Data extracted from a collection:

┄┄┄┄┄┄┄┄┄┄┄┄┄┄┄┄┄┄┄┄

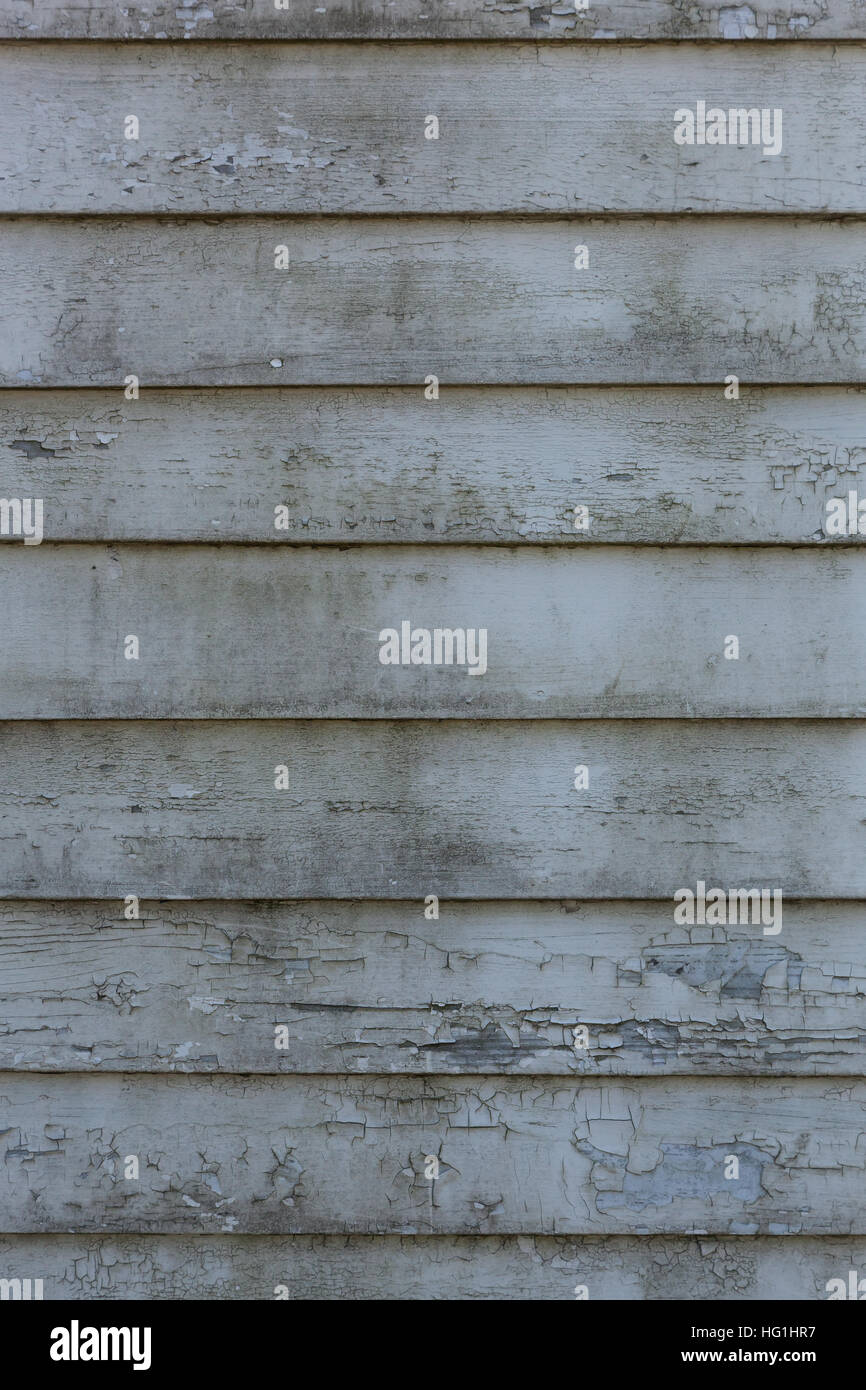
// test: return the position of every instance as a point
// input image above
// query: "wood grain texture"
(520, 1155)
(376, 987)
(381, 809)
(537, 1268)
(489, 464)
(608, 633)
(341, 128)
(380, 300)
(431, 20)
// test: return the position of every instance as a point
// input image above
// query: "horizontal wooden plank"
(538, 1268)
(495, 464)
(378, 987)
(344, 128)
(430, 18)
(392, 300)
(402, 809)
(348, 1154)
(319, 633)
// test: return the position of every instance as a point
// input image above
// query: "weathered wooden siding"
(608, 633)
(391, 300)
(495, 464)
(299, 1169)
(538, 1268)
(521, 1155)
(455, 808)
(494, 987)
(524, 20)
(339, 128)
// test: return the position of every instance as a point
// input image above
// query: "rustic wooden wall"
(150, 784)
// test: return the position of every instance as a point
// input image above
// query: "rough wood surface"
(491, 464)
(431, 20)
(402, 809)
(538, 1268)
(608, 633)
(519, 1155)
(341, 128)
(377, 987)
(392, 300)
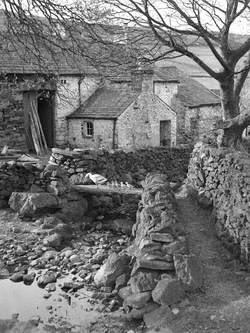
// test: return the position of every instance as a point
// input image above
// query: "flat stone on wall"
(222, 179)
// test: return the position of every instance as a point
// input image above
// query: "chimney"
(142, 80)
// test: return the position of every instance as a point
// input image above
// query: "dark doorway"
(45, 108)
(165, 133)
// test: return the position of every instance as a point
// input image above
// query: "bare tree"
(177, 25)
(51, 33)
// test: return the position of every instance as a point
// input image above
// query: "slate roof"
(14, 60)
(190, 92)
(106, 103)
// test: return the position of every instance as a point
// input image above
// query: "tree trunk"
(232, 130)
(233, 124)
(229, 102)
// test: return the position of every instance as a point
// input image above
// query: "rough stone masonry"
(222, 179)
(157, 271)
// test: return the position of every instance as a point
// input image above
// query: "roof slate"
(106, 102)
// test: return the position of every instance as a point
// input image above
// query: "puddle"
(28, 301)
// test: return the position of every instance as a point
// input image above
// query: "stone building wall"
(222, 178)
(124, 166)
(17, 177)
(12, 131)
(139, 125)
(102, 137)
(71, 92)
(206, 117)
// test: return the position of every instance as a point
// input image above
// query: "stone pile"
(55, 196)
(131, 167)
(222, 179)
(161, 271)
(19, 177)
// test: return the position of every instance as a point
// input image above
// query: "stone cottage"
(153, 107)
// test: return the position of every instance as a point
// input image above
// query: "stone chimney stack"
(142, 80)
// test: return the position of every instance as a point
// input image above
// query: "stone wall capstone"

┄┄┄┄┄┄┄┄┄┄┄┄┄┄┄┄┄┄┄┄

» Work item
Set all of the records down once more, letter for letter, with the images removed.

» Task output
// test: return the position of every instance as a point
// input image above
// query: "wood grain texture"
(520, 1155)
(376, 987)
(381, 809)
(537, 1268)
(489, 464)
(608, 633)
(341, 128)
(380, 300)
(431, 20)
// test: return the position of every instance as a point
// input image above
// query: "horizontal wooden plank"
(538, 1268)
(495, 464)
(378, 987)
(344, 128)
(430, 18)
(392, 300)
(402, 809)
(348, 1154)
(319, 633)
// test: return the position of every instance as a point
// input image above
// query: "weathered wooden siding"
(608, 633)
(391, 300)
(495, 464)
(299, 1169)
(538, 1268)
(521, 1155)
(455, 808)
(494, 987)
(524, 20)
(339, 128)
// test: return the position of every instance as a point
// input image above
// query: "rustic wooden wall"
(150, 784)
// test: return the position of every instance as a point
// input image above
// query: "rough wood surface"
(491, 464)
(431, 20)
(402, 809)
(538, 1268)
(608, 633)
(519, 1155)
(341, 128)
(377, 987)
(392, 300)
// test: return the position of every instance as a point
// input image above
// query: "flat stone on wall"
(222, 179)
// test: return the position of every instance as a point
// input image above
// query: "chimney"
(142, 80)
// test: return the position of every instance as a point
// input image above
// query: "dark doorway"
(45, 108)
(165, 133)
// test: return the position of every instance as a point
// input image above
// query: "bare tree"
(177, 25)
(51, 33)
// test: return the position of every instance as a point
// input image above
// query: "slate roof"
(14, 60)
(190, 92)
(106, 103)
// test: return the position of every instance as a point
// input image above
// query: "tree trunk"
(232, 130)
(233, 124)
(229, 102)
// test: return the position of every instance as a point
// input image above
// query: "rough stone masonry"
(222, 179)
(157, 271)
// test: return the position of every instance as a point
// input image above
// query: "roof slate"
(106, 102)
// test: return the position of every instance as a point
// input image above
// query: "puddle"
(28, 301)
// test: return the position of every instance as a point
// input image above
// query: "stone building wall"
(222, 178)
(124, 166)
(17, 177)
(12, 131)
(139, 125)
(102, 137)
(71, 92)
(206, 117)
// test: return the position of every instance as a point
// input image above
// query: "stone pile"
(55, 196)
(131, 167)
(222, 179)
(161, 271)
(19, 177)
// test: return the position of every instance as a point
// input image above
// query: "stone cottage"
(153, 107)
// test: return the position of every instance as a point
// input image above
// query: "stone chimney stack"
(142, 80)
// test: return the position of every instance as a point
// input image above
// query: "stone wall capstone"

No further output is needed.